* _Texte fourni_
Nous allons également utiliser les données polliniques extraites des mêmes sédiments lacustres et analysées par ce consortium pour tenter d’estimer avec une haute résolution temporelle les fluctuations de température (mois le plus chaud/froid) et de précipitations (Peyron et al., 2005) au cours de l’Holocène en utilisant différentes méthodes (Peyron et al., 2011). Cette approche intègrera donc différentes méthodes de reconstitution quantitative des paléoclimats  (méthodes basées sur les assemblages, fonctions de transferts : (Goring et al., 2009; ter Braak and Juggins, 1993), afin de réduire les incertitudes liées à l’utilisation d’une seule méthode et fournir ainsi des estimations plus fiables des paramètres climatiques. Les résultats obtenus dans le cadre de ce projet permettront de mieux comprendre les signaux locaux et régionaux reconstruits et seront également comparés avec les études antérieures, notamment la reconstitution du climat en Amérique du Nord sur la base de la technique des analogues modernes développée par Viau et al. (2006) et Viau and Gajewski (2009).

Axe 2.2- Comparaison proxy-modèle & modélisation

Christelle Hély (ISEM, France) & Martin Girardin (SCF, Canada)
► Thèse impliquée : Dorian Gaboriau

Nous simulerons le climat passé à partir du logiciel BioSIM v11.1.0 (Régnière et al. 2014) et du modèle climatique paramétrable proposé par le Centre de Modélisation du Climat (CMC) de l’Institut Pierre Simon Laplace (IPSL, https://www.ipsl.fr/). L’IPSL réalise et diffuse des simulations pour divers programmes internationaux. Ces simulations consistent en des moyennes climatiques à des intervalles de 10 ans couvrant les 6 000 dernières années. Ces simulations climatiques seront ensuite mises en relation avec les données issues des reconstitutions paléo-climatiques (Axe 2.1) de la dynamique des feux (Axe 1). Cette comparaison de données simulées et empiriques permettra de voir si les changements dans la fréquence des feux et dans la végétation sont effectivement reliés aux changements climatiques et quelles sont les variables et processus climatiques les plus importants dans ces relations (Hély et al., 2010).

L’ensemble des projections climatiques pour les prochaines décennies indique donc une recrudescence des épisodes de sécheresse au niveau de l’hémisphère nord et donc potentiellement une augmentation des feux dans les écosystèmes boréaux et montagnards. Quel que soit  la source d’allumage (naturelle par la foudre ou anthropique), le développement de conditions de sécheresse modifiera indiscutablement le régime des incendies dans les écosystèmes qui seront étudiés.. Un outil intégrateur portant sur l’analyse des processus au sein des écosystèmes est donc essentiel non seulement pour analyser leur fonctionnement à long terme, mais aussi pour comprendre et prédire de la manière la plus objective possible la réponse de ces écosystèmes face à des changements rapides du climat. Dans cette optique, une des approches qui a déjà fait ses preuves réside dans l’utilisation des modèles de dynamique globale de la végétation (DGVM). Parmi les différents DGVM disponibles, le modèle LPJ et ses différentes versions (LPJ-GUESS-Spitfire ou LPJ-LMfire) est déjà utilisé par notre consortium et nous paraît être donc le modèle le plus approprié pour circonscrire les trajectoires écologiques passées et futures. C’est un modèle générique qui prend en compte les processus de base qui contrôlent le fonctionnement d’un écosystème (Lehsten et al., 2009; Smith et al., 2001), à savoir  la photosynthèse, la respiration et les allocations de carbones issues de la productivité primaire, la compétition intra- et inter-type fonctionnels de plantes, les mécanismes d’évapotranspiration, la décomposition de la matière organique du sol, la mortalité des arbres suite à un incendie, la biomasse brulée et les émissions de CO2 associées.

* _Objectif de la tâche_
Relevez tous les sigles désignant un organisme ou une institution dans le texte sur les paléoclimats et les feux.

(Entrées d'un jeu de données de pointage)
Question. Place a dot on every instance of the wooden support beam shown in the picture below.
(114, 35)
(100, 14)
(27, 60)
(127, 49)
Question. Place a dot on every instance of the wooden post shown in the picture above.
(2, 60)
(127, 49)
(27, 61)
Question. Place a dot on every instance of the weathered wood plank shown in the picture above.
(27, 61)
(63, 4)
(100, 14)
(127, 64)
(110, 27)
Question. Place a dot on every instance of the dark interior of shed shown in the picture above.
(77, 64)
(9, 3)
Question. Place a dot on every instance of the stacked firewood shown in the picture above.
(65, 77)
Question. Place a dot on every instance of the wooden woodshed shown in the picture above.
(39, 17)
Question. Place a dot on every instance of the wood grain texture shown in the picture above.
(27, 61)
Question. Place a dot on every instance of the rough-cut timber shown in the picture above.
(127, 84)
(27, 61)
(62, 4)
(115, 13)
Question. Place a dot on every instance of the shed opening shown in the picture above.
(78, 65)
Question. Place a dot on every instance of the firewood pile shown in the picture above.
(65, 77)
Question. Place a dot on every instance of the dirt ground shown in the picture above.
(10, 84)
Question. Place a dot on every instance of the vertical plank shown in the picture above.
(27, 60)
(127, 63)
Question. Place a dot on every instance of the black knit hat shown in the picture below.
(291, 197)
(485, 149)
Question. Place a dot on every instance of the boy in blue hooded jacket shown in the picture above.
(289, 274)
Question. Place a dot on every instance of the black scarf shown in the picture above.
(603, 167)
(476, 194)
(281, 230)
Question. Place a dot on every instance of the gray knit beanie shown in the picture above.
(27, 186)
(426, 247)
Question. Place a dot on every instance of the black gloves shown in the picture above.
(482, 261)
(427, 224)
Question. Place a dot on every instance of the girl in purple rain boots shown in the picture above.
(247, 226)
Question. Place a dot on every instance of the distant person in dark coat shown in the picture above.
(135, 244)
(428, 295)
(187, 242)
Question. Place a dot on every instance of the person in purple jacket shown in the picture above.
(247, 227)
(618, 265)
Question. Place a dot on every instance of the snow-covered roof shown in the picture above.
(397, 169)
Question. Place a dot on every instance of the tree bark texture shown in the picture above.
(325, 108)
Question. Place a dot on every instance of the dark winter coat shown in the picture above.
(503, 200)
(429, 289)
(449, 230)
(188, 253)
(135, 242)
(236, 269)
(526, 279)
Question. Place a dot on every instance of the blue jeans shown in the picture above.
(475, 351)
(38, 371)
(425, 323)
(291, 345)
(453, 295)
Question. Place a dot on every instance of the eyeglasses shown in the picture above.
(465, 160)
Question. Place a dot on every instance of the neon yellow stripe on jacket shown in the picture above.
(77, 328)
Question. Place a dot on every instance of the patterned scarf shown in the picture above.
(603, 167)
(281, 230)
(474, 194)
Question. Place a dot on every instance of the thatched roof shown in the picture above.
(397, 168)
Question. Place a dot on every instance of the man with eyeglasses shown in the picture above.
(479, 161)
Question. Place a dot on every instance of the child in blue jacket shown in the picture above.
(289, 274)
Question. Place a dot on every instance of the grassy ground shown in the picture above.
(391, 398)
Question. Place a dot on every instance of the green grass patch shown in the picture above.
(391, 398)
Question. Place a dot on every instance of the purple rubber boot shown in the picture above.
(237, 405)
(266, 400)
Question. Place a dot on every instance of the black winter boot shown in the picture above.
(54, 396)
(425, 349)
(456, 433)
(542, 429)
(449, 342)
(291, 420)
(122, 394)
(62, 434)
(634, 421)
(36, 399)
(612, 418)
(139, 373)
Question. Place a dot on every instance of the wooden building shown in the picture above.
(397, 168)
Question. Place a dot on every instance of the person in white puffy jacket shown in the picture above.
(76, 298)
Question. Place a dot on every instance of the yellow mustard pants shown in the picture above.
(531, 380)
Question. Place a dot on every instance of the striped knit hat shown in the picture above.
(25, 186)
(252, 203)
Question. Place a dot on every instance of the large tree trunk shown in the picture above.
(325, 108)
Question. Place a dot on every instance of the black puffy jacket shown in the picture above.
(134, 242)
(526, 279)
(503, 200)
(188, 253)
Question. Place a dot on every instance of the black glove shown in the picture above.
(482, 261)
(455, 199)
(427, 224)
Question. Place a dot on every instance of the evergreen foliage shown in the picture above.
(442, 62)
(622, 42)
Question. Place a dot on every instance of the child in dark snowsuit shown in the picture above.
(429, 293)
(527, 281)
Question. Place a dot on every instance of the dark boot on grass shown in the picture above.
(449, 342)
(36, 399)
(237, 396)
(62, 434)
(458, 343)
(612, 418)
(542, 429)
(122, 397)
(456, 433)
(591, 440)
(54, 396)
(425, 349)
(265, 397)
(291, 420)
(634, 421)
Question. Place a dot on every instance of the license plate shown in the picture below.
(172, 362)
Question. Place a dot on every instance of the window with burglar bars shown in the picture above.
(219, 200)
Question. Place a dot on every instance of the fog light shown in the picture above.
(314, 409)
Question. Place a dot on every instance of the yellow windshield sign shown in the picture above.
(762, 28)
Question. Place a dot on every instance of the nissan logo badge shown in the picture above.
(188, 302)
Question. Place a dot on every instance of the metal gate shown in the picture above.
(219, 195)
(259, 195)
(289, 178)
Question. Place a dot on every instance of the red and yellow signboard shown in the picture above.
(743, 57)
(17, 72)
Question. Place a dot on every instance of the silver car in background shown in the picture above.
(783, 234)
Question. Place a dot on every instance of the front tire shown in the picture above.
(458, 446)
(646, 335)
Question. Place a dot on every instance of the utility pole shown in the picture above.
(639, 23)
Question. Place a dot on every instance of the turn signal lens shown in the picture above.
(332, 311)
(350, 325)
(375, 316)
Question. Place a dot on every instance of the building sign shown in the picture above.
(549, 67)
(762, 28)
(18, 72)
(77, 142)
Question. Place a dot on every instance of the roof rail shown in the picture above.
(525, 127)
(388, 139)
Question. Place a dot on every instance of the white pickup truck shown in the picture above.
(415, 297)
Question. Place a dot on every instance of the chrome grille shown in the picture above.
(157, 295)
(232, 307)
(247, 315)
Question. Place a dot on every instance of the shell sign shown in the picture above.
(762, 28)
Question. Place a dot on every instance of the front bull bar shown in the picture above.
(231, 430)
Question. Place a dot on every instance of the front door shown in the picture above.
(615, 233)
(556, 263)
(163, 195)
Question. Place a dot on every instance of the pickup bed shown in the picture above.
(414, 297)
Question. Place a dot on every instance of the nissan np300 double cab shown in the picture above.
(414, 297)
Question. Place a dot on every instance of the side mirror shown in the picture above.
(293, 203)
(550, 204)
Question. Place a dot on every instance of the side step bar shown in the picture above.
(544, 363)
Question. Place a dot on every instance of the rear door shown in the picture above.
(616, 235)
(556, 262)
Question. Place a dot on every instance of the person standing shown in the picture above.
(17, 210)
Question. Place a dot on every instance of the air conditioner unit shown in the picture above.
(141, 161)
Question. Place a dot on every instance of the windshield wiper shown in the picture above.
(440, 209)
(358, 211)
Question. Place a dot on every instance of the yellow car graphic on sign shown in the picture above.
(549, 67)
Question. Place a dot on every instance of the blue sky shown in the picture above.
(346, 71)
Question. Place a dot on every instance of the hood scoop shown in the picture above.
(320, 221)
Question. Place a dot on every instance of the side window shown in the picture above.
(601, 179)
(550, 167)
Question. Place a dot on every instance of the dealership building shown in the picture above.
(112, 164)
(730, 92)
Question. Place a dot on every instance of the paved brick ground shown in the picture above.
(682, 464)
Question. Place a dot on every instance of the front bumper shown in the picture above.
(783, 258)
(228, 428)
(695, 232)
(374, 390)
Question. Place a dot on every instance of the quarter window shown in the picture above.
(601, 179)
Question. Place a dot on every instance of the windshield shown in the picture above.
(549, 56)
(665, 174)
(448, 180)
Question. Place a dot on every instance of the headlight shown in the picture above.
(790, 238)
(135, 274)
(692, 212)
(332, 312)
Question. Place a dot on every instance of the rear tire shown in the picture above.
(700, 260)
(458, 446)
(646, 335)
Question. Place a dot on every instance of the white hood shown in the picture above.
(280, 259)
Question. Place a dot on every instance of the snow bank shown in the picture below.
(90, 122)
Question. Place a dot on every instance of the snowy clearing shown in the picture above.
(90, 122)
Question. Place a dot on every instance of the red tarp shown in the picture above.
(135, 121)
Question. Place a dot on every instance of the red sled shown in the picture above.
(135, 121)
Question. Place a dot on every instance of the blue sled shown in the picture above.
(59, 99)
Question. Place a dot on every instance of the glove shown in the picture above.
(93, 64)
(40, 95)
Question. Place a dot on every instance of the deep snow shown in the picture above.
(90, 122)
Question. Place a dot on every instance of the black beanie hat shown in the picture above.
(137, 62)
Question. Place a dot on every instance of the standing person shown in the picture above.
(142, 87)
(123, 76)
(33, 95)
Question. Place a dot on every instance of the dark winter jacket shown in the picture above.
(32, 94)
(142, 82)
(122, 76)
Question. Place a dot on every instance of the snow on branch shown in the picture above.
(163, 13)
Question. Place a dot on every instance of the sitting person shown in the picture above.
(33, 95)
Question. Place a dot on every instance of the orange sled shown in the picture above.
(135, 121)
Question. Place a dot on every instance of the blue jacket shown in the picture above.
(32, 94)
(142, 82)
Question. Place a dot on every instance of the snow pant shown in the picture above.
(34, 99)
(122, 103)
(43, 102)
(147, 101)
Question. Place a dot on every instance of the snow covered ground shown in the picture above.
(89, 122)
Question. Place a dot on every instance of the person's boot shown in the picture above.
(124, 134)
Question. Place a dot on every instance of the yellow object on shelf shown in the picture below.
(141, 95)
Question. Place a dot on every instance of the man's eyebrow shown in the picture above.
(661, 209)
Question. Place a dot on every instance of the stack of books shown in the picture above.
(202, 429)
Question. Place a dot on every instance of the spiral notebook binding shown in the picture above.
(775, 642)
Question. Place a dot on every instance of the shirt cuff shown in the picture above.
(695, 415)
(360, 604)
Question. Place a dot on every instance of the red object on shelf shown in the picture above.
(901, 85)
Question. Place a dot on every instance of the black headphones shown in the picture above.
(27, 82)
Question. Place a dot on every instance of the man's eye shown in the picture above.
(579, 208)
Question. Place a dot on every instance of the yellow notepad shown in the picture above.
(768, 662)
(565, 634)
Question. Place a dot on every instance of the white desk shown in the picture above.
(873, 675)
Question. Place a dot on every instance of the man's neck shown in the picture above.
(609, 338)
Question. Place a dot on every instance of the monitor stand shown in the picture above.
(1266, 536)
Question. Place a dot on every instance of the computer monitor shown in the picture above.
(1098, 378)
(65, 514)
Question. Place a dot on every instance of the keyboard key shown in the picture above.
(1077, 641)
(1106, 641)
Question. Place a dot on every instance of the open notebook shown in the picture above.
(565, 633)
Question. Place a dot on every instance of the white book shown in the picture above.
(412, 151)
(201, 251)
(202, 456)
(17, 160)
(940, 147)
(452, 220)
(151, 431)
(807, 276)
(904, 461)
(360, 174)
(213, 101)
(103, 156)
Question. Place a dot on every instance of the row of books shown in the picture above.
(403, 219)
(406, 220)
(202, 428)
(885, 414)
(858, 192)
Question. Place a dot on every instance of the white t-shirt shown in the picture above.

* _Réponse attendue_
ISEM, SCF, CMC, IPSL